DATASET EXCERPTS:
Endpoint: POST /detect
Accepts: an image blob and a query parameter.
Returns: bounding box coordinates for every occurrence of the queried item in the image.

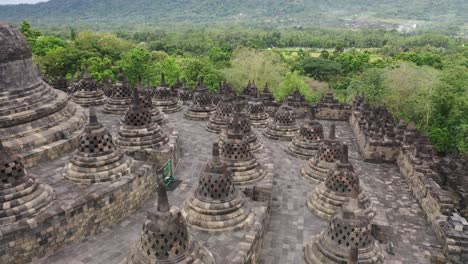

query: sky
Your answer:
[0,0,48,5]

--

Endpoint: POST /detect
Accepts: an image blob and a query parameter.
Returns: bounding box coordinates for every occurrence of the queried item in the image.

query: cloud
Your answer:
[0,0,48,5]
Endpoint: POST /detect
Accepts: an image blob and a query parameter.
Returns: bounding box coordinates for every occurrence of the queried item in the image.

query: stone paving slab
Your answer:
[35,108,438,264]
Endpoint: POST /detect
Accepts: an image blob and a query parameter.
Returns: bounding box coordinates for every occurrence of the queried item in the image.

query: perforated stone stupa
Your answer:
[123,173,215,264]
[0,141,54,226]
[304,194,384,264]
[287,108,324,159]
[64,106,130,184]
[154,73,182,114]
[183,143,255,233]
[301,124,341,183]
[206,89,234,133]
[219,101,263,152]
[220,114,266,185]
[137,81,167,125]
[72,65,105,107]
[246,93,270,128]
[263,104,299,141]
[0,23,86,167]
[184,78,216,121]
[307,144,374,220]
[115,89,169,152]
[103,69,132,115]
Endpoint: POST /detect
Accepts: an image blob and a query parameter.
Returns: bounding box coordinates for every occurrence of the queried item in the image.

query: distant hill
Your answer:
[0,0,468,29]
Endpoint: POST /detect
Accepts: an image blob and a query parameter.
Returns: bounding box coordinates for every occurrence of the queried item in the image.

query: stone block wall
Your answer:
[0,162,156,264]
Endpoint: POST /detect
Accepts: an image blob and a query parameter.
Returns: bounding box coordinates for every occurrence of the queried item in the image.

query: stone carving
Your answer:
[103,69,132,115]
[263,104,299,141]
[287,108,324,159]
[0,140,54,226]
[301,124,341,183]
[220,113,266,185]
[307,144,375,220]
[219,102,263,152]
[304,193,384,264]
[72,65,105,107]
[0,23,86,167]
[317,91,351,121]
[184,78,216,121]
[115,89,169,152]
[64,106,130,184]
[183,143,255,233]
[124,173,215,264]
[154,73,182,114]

==

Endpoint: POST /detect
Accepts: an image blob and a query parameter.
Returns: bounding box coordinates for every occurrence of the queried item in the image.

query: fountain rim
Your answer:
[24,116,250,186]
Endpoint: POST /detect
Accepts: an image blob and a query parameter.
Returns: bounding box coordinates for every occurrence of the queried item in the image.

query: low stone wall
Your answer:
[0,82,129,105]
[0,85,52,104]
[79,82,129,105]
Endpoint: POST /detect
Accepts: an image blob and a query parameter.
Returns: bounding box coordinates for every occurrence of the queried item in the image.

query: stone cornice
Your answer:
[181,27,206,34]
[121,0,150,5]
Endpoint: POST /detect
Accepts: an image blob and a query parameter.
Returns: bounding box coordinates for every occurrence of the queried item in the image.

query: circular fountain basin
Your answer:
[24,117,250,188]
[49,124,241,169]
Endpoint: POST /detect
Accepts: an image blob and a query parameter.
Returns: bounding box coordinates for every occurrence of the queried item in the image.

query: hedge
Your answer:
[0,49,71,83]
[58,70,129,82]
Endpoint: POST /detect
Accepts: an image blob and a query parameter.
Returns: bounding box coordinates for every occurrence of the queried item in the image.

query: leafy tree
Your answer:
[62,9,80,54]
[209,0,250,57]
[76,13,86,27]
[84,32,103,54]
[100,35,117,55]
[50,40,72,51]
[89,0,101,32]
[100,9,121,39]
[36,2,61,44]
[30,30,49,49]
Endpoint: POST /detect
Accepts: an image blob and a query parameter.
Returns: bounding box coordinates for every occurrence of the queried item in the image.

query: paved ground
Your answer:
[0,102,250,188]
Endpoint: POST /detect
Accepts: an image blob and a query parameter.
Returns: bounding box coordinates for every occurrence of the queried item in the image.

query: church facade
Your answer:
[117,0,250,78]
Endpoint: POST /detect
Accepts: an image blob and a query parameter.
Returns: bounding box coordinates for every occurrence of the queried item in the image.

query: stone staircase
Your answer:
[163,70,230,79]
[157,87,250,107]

REQUIREMENT: Pick out every line in the material that contains the word "fountain" and copy each one in full. A line counts only if the case matches.

WRITTEN ANSWER:
query: fountain rim
query: circular fountain basin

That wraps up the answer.